Data extract:
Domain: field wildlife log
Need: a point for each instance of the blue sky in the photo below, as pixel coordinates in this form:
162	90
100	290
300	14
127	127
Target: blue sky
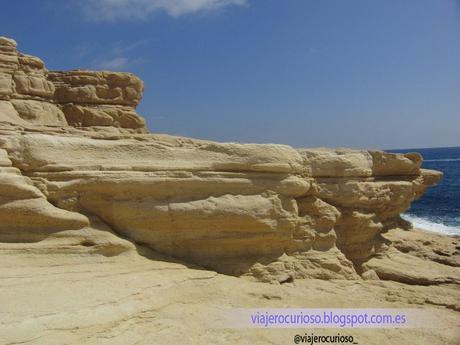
364	74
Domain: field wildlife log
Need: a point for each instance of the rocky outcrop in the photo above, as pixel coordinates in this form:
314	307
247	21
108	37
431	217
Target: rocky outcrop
109	234
30	94
270	212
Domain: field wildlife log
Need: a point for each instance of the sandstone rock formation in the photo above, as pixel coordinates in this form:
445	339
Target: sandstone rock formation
29	94
81	180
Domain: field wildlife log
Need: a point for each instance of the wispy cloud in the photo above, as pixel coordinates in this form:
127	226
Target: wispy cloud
110	10
115	64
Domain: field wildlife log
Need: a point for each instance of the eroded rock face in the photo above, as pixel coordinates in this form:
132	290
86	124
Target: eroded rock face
270	212
29	93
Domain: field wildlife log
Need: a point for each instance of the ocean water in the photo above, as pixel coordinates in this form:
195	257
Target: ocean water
439	209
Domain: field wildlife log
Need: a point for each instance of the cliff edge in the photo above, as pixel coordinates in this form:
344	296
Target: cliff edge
81	179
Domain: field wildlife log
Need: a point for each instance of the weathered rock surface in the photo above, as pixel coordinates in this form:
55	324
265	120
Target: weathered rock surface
83	185
75	98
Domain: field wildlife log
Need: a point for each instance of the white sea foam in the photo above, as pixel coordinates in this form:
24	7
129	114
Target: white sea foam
426	224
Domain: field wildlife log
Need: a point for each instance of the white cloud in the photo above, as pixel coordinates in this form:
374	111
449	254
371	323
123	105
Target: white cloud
115	64
110	10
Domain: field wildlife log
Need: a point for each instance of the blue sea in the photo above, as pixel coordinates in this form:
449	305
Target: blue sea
439	209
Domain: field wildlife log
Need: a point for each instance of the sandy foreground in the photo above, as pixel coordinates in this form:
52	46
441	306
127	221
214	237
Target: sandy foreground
142	298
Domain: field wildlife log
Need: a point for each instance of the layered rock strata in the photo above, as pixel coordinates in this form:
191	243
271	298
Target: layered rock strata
270	212
30	94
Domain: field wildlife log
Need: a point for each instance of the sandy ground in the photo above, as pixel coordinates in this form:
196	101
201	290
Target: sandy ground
130	299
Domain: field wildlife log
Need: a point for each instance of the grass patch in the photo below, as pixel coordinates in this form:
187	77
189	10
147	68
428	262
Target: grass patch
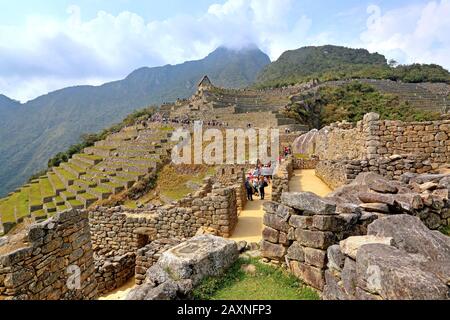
445	230
267	283
46	188
301	156
173	180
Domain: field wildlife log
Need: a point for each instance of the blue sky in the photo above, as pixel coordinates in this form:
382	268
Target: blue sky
49	44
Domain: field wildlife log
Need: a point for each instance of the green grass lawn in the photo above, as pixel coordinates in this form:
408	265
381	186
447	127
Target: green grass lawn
46	188
267	283
56	181
17	200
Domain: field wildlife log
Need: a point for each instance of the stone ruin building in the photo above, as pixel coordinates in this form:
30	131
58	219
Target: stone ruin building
374	237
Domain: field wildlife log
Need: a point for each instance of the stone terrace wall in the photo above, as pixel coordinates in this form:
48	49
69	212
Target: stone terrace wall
123	231
333	173
341	141
300	228
429	139
46	268
300	238
150	254
234	176
280	181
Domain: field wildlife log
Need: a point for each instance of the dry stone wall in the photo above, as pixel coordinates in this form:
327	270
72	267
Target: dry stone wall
56	264
301	228
123	231
150	254
338	173
429	139
113	272
341	140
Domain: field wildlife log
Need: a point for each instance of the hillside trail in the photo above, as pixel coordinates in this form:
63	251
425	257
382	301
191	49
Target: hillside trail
250	224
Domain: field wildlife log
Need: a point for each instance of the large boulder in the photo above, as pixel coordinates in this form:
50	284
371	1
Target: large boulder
412	236
351	245
394	274
182	267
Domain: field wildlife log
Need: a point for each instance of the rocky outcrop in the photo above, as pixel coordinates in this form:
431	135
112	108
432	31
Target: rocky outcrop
407	262
425	196
183	267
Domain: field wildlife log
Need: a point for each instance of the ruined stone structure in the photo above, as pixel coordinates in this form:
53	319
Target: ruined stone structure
398	259
382	173
302	231
390	148
55	261
182	267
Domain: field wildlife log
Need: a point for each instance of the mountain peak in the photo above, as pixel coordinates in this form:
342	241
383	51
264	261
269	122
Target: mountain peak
7	102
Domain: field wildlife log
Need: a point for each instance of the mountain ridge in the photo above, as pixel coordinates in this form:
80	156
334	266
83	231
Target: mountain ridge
36	130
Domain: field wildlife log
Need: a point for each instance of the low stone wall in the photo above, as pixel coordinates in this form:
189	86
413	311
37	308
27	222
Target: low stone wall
280	181
299	230
150	254
305	164
341	140
338	173
333	173
113	272
183	267
234	176
56	263
124	231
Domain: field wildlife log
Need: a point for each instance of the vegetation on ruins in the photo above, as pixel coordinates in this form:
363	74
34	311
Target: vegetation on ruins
265	283
328	63
350	102
89	139
33	132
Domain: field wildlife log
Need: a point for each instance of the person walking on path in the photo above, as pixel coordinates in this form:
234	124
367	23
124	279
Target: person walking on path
262	184
249	189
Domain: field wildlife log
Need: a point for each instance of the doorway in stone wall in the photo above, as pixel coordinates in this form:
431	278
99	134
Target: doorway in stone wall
142	240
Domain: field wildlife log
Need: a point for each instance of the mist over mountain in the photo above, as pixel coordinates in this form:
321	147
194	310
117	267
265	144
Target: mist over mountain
31	133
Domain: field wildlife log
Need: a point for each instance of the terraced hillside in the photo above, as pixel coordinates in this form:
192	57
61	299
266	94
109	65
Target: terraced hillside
238	108
110	167
426	96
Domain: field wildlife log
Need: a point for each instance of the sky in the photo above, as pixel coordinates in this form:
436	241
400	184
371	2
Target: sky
51	44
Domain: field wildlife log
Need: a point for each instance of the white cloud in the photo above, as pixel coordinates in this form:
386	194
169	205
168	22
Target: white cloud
416	33
45	54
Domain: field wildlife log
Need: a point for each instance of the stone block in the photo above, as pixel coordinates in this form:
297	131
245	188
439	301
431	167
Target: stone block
270	250
270	235
315	257
275	222
310	275
315	239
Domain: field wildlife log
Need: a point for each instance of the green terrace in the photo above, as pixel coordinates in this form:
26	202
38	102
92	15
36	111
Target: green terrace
88	177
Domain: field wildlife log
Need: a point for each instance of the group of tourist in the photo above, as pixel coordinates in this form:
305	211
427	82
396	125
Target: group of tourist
257	180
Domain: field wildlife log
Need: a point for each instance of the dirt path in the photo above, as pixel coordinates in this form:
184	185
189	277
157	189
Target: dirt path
250	224
306	181
119	293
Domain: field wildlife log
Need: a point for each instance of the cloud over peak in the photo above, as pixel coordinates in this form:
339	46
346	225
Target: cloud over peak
47	53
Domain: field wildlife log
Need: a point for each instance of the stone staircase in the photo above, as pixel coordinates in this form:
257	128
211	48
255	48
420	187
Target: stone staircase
109	167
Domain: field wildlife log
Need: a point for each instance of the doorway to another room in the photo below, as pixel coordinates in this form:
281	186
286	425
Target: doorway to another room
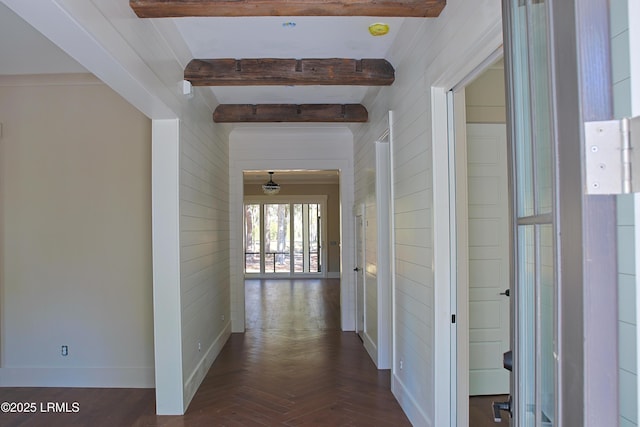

Exercise: All lines holding the word "another" must be copied from the data.

Written response:
Need: a point for each instance of the doorway to another room in the photo below, as pixel coordinates in this form:
Target: doorway to another room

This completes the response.